**YOUR TASK**.
If a line in the records below contains the word "fixture", return that line.
***** RECORDS SUPPLIED
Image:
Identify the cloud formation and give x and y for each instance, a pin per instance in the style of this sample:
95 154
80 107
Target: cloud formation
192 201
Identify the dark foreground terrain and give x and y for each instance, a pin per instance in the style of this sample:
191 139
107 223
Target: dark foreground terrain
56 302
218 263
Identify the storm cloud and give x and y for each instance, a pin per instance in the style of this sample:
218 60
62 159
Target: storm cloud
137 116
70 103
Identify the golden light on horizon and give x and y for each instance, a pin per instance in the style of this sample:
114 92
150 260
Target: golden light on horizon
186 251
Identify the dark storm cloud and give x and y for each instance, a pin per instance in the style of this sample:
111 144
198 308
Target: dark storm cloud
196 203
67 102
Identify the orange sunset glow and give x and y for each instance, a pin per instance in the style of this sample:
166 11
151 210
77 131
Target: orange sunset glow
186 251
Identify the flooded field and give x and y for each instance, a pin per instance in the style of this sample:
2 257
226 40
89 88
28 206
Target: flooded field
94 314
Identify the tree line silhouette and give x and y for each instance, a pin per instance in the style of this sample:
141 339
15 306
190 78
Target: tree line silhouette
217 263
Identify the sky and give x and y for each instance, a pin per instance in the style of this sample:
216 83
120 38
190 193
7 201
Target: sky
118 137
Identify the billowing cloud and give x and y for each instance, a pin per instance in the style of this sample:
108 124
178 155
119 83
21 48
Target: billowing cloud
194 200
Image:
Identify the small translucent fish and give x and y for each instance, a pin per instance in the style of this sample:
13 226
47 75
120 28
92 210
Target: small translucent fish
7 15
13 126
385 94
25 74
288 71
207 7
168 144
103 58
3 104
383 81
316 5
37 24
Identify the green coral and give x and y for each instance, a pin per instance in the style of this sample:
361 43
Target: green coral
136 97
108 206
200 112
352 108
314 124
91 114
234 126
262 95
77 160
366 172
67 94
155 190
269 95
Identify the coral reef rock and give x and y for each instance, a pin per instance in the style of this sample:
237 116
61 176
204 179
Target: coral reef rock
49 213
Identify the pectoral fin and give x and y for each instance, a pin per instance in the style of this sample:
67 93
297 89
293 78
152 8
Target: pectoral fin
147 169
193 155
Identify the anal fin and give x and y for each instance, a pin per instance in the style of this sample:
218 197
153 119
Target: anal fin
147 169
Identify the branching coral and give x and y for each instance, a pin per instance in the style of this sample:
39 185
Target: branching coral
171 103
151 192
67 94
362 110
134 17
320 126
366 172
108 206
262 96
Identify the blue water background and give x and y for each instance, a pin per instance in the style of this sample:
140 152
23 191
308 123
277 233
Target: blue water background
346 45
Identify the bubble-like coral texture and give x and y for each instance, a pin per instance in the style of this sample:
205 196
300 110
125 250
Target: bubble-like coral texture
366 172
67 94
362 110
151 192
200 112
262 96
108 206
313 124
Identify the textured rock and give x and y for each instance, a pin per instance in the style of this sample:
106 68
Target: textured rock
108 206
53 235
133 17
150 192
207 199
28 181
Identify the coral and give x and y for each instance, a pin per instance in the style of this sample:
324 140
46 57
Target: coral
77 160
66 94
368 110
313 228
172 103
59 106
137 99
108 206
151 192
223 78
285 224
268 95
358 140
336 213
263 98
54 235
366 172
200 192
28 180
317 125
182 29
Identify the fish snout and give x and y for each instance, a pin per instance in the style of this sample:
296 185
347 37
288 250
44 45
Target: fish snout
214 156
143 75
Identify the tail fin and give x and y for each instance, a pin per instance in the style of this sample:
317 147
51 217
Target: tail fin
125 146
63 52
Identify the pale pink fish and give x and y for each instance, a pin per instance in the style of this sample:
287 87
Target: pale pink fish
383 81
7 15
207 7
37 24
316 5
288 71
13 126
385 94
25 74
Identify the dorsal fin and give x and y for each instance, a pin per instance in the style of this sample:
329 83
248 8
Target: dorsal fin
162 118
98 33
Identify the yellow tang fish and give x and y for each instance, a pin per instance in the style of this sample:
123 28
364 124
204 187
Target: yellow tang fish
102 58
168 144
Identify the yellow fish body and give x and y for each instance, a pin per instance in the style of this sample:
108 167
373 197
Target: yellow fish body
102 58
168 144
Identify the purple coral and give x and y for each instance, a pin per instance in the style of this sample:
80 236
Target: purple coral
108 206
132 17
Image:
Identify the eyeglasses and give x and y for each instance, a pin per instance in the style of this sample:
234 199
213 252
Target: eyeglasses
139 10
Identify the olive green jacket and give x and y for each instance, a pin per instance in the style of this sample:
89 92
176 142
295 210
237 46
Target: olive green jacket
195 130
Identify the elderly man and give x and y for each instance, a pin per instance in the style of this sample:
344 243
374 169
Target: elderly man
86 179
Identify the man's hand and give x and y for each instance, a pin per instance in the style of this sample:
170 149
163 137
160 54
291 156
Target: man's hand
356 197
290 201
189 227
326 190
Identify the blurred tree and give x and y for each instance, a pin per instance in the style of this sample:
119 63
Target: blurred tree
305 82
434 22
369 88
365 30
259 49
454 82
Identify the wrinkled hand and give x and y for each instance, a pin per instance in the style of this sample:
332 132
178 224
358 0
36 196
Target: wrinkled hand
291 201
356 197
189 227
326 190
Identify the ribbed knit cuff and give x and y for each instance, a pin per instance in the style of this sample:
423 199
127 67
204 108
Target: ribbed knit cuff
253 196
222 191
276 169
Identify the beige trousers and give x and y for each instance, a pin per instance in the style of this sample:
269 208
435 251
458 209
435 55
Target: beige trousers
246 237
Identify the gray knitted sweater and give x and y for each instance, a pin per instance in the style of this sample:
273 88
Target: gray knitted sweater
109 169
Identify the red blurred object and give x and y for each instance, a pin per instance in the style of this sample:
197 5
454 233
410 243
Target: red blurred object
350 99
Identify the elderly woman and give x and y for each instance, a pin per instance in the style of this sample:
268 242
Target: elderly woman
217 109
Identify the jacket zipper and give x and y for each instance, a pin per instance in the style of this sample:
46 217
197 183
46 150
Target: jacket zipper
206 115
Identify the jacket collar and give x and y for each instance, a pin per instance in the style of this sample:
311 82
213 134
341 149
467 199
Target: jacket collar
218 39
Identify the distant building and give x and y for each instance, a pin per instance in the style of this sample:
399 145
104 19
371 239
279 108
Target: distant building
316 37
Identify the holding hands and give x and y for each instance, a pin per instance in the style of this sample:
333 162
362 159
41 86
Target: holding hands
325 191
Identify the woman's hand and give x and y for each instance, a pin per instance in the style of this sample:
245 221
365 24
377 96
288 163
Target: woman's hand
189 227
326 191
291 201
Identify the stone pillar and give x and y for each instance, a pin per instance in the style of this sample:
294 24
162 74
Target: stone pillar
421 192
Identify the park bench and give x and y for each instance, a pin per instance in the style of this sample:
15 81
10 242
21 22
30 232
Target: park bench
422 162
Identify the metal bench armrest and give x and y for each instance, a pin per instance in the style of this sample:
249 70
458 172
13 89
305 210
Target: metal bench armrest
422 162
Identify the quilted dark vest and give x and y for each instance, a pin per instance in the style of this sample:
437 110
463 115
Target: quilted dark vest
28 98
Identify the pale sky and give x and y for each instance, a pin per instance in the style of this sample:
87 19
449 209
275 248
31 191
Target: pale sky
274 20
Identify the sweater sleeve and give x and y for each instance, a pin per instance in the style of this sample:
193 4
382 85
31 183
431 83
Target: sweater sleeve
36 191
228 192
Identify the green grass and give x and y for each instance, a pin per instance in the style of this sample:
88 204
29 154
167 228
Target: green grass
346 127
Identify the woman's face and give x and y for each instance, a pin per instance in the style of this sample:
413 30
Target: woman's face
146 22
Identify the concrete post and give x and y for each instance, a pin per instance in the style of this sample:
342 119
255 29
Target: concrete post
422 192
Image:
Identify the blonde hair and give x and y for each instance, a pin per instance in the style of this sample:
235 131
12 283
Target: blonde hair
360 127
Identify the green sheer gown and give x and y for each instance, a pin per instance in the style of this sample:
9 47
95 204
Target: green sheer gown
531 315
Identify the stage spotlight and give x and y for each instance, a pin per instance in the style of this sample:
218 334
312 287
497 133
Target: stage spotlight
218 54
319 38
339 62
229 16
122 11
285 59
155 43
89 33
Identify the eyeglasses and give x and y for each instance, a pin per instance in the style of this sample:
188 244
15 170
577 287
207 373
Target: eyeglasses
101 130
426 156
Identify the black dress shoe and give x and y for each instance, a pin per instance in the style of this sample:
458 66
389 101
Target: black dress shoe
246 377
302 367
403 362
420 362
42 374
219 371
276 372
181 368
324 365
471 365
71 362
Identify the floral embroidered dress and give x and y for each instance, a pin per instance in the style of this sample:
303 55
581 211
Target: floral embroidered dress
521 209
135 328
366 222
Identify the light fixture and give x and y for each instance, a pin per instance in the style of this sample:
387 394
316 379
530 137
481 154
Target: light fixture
**********
**PROBLEM SOLUTION**.
Identify the light fixture and give x and y for each instance, a pin per instance in the style of this sample:
Target: light fixture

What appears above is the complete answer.